• [Gegeven tekst]:

===

Antwoorden Vragen van het lid Kuiken (PvdA) aan de minister voor
Rechtsbescherming over de zorg voor kinderen van ouders in detentie.
(ingezonden 10 november 2017, 2017Z15115)
Vraag 1
Kent u het bericht 'Kinderen met ouders in detentie willen betere informatie, zorg
en ondersteuning'? 1)
Ja.
Vraag 2
Herinnert u zich de initiatiefnota van het lid Bouwmeester (PvdA) 'Maak van een
onschuldig kind geen slachtoffer (33177, nr. 2), de brief van de minister voor
Jeugd en Gezin inzake de ondersteuning van moeders en minderjarige kinderen
tijdens en na detentie (31700 XVII, nr. 53), de toezeggingen van de
staatssecretaris van Veiligheid en Justitie en de staatssecretaris
van Volksgezondheid, Welzijn en Sport in het kader van verbetering van de zorg
voor kinderen met ouders in detentie (33177, nr. 7), het onderzoek van het lid
Volp (PvdA) 'Kinderen van gedetineerde moeders' 2) en de antwoorden op vragen
van het lid Rebel (PvdA) aan de staatssecretaris van Veiligheid en Justitie over
deze problematiek? 3)
Ja.
Vraag 3
Hoe komt het dat ondanks alle bovenstaande informatie en toezeggingen uit het
onderzoek van de Kinderombudsman blijkt dat er nog steeds een gebrek bestaat
aan informatie, ondersteuning en zorg voor kinderen van ouders in detentie? Wie
zijn verantwoordelijk voor dit gebrek?
Ik vind het van groot belang dat kinderen zo min mogelijk nadeel ondervinden van
het feit dat (een van) hun ouders in detentie verblijft/verblijven. Ik neem de
recente berichtgeving van de kinderombudsman hierover dan ook serieus. Zowel
het ministerie van Volksgezondheid, Welzijn en Sport als het ministerie van Justitie
en Veiligheid dragen verantwoordelijkheid voor de zorg voor deze kinderen. Vanuit
de verantwoordelijkheid van het ministerie van Justitie en Veiligheid bezien gaat
het om de inzet van de Dienst Justitiële Inrichtingen (DJI), Reclassering Nederland
(RN), Slachtofferhulp Nederland (SHN), het Openbaar Ministerie (OM) en de politie.
In de verdere beantwoording van de Kamervragen richt ik me op de bijdrage van
deze partijen.
Vraag 4
Wat is er sinds 2012, toen de genoemde initiatiefnota Bouwmeester verscheen en
tot toezeggingen tot verbeteringen leidde, concreet gedaan om de positie van
kinderen met ouders in detentie te verbeteren? En welke van de toegezegde
verbeteringen zijn niet of niet voldoende in de praktijk gebracht?

===

• [Aangeleverde rijen]:

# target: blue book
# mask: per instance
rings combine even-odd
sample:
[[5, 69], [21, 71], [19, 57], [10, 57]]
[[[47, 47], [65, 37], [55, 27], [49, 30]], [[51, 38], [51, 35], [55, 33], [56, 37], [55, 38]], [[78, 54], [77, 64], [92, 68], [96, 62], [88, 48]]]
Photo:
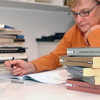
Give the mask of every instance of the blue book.
[[15, 29], [15, 28], [12, 27], [12, 26], [5, 25], [5, 24], [0, 24], [0, 29], [2, 29], [2, 28]]
[[17, 39], [24, 39], [24, 35], [17, 34], [17, 35], [16, 35], [16, 38], [17, 38]]

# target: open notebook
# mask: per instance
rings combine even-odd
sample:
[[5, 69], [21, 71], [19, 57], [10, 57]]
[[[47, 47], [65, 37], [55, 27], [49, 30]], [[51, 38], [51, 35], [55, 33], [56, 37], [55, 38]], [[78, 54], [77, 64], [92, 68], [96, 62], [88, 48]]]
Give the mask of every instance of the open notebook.
[[66, 82], [67, 71], [65, 69], [56, 69], [23, 76], [12, 76], [10, 73], [2, 73], [0, 78], [18, 79], [20, 81], [28, 79], [48, 84], [62, 84]]

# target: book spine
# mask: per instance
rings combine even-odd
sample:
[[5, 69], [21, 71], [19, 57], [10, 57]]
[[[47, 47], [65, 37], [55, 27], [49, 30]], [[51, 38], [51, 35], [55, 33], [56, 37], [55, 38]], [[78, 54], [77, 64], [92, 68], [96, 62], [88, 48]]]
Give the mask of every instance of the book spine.
[[25, 39], [14, 39], [14, 42], [25, 42]]
[[100, 48], [67, 48], [67, 56], [96, 57], [100, 56]]
[[93, 67], [92, 57], [60, 57], [61, 65]]
[[67, 79], [66, 88], [69, 90], [100, 94], [100, 85], [93, 85], [83, 81]]
[[17, 38], [17, 39], [24, 39], [24, 35], [19, 35], [19, 34], [17, 34], [17, 35], [16, 35], [16, 38]]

===

• [Schriftelijke opdracht]:
Geef het vervolg op de Kamervragen over kinderen van ouders in detentie, aansluitend op de laatste zin.

• [Schriftelijk antwoord]:
Er zijn meerdere verbeteringen doorgevoerd om de positie van de kinderen met
(een) ouder(s) in detentie te verbeteren. Hiermee zijn alle toezeggingen die naar
aanleiding van de initiatiefnota zijn gedaan, gestand gedaan.
De kindcheck is geïntroduceerd. De kindcheck wordt in de eerste plaats door de
politie gedaan. De politie vraagt de aangehouden persoon of hij of zij de zorg
heeft voor minderjarige kinderen.
Voorts meldt de inrichting standaard binnen twee werkdagen na aanvang van de
detentie van zowel vrouwen als mannen aan de gemeentelijke coördinator nazorg
dat iemand is gedetineerd. De gemeente wordt verzocht binnen vijf dagen uit te
zoeken of de betreffende gedetineerde de zorg over minderjarige kinderen heeft.
In de inrichting verifieert ook de casemanager dit nogmaals bij de gedetineerde.
Indien nodig wordt de gemeente geïnformeerd.
De digitale postservice is inmiddels in alle inrichtingen beschikbaar. Kinderen
kunnen daarmee te allen tijde een bericht aan hun gedetineerde ouder sturen.
Ook kan in enkele inrichtingen door de gedetineerde een skype-sessie worden
aangevraagd. Er lopen momenteel op dit terrein twee pilots, afhankelijk van de
resultaten van deze pilots zal ik bezien of skypen in alle inrichtingen mogelijk
gemaakt moet worden.
De bezoekmogelijkheden voor kinderen aan hun gedetineerde moeder zijn als
toegezegd, uitgebreid. Naast het reguliere wekelijkse bezoek, is het
tweewekelijkse weekendbezoek ingevoerd voor afgestrafte moeders.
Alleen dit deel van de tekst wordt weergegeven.